[WHAT TO DO] Could you transcribe every record below exactly, leaving out the pictures?

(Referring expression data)
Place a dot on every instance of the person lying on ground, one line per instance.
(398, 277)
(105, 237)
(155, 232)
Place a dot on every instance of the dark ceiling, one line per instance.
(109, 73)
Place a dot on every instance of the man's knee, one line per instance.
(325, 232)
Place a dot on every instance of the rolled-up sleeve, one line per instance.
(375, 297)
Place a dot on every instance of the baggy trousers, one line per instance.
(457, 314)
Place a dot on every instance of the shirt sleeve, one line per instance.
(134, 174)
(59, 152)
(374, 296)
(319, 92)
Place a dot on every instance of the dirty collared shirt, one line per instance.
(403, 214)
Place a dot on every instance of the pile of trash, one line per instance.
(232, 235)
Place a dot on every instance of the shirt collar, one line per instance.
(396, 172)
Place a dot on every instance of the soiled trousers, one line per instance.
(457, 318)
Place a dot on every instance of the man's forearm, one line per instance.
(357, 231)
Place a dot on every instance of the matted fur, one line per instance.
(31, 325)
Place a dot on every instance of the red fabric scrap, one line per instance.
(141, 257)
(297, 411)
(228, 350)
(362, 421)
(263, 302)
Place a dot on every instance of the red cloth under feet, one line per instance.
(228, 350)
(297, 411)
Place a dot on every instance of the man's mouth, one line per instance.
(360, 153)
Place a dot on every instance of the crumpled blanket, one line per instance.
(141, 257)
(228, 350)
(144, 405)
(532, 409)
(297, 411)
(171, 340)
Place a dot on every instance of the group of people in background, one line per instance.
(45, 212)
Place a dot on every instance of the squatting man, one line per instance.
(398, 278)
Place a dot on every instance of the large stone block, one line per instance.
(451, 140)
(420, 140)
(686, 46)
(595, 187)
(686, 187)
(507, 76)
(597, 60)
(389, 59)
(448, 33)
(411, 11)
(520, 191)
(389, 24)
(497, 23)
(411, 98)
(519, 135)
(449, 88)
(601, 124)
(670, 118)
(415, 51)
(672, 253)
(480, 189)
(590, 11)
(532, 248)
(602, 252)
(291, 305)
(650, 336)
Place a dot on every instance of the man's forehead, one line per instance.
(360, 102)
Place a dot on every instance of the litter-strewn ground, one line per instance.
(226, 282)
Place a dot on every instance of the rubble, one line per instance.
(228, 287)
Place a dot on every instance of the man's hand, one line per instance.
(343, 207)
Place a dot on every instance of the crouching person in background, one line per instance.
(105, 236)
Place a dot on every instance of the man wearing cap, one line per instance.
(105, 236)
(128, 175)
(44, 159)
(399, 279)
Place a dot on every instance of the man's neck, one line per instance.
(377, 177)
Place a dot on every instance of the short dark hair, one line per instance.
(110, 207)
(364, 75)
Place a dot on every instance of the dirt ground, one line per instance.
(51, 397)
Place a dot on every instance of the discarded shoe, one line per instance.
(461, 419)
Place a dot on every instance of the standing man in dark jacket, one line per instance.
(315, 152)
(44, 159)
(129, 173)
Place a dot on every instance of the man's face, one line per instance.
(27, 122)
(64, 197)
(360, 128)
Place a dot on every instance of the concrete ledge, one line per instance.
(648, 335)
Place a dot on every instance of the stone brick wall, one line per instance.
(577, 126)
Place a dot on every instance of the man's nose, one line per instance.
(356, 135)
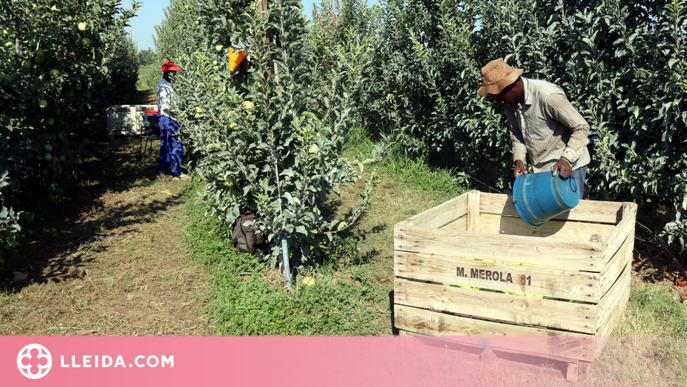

[OUTPUT OF THE TASK]
Place a dot on every instance of the person lying on ground, one line per instance.
(398, 277)
(105, 237)
(155, 232)
Place a dot on every instance of the dark ceiling, one line per instance.
(109, 73)
Place a dot on every instance of the man's knee, one line per instance.
(325, 232)
Place a dot on every instance of the rolled-up sleeve, one line per instance.
(375, 297)
Place a dot on every instance of the baggy trousers, one line per instance.
(457, 314)
Place a dot on every instance of the shirt sleeve, one line per instance.
(134, 174)
(59, 152)
(374, 296)
(319, 92)
Place a dot on every instance of the dirty collared shirt, one line per instance.
(403, 214)
Place a dot on every instance of the pile of trash, one line per instance.
(232, 235)
Place a dot on every instance of the shirt collar, one line per instance.
(396, 172)
Place a dot on every instance of the soiled trousers, one line per instance.
(457, 318)
Place a dot on every instance of the man's forearm, one line per instance.
(357, 231)
Place a dot on every instance of the matted fur, one line per instance.
(31, 325)
Place a dot on every instance of the red fabric scrap, one line per instance.
(141, 257)
(297, 411)
(228, 350)
(362, 421)
(263, 302)
Place a dot on every instance of the red cloth under feet, one line per instance.
(228, 350)
(297, 411)
Place a dot on every instance of the man's mouth, one line per instance.
(360, 153)
Place a dot on every instance of the crumpled blanket, one line per instance.
(141, 257)
(228, 350)
(144, 405)
(532, 409)
(297, 411)
(171, 340)
Place a dot on every instance of the group of people in background, one line per instance.
(45, 212)
Place a dot on every instance of the squatting man, one line per instance.
(398, 278)
Place a dot on every instance of the large stone block, one line per instance.
(451, 140)
(420, 140)
(686, 46)
(595, 187)
(686, 187)
(507, 76)
(597, 60)
(389, 59)
(448, 33)
(411, 11)
(520, 191)
(389, 24)
(497, 23)
(411, 98)
(519, 135)
(449, 88)
(601, 124)
(670, 118)
(415, 51)
(672, 253)
(480, 189)
(590, 11)
(532, 248)
(602, 252)
(291, 305)
(650, 336)
Place a dot on every instance of the man's forehead, one line per instance.
(360, 102)
Place a dot on every instance of the litter-strewn ground, one line per instance.
(226, 282)
Place a dot on every instance of the rubble, one line per instance.
(228, 287)
Place a dot on every instance of the man's hand, one line per instance.
(343, 207)
Place a dot on every instance of the crouching person in background, one line per instance.
(105, 236)
Place a dot on every instance of the man wearing cap, one line per instance.
(105, 236)
(128, 175)
(44, 159)
(399, 279)
Place a dot on every instance of the man's neck, one line per instance.
(377, 177)
Place a dot on every instance of the short dark hair, one line per instance.
(110, 207)
(364, 75)
Place a dot on every instance of the dirt ground, one line per instance.
(51, 397)
Place a dot on every instance of the discarded shoe, one line per instance.
(461, 419)
Place a dot on every instance of the standing man in dark jacket, one line per instance.
(315, 152)
(44, 159)
(129, 173)
Place a dot on every instance of the man's face, one line per instance.
(27, 122)
(64, 197)
(360, 128)
Place a dot on every instance of the concrete ledge, one line per instance.
(648, 335)
Place a dot on every instance of the stone brick wall, one line per instance.
(577, 126)
Place a dot on every instance of the man's nose, one line per instance.
(356, 135)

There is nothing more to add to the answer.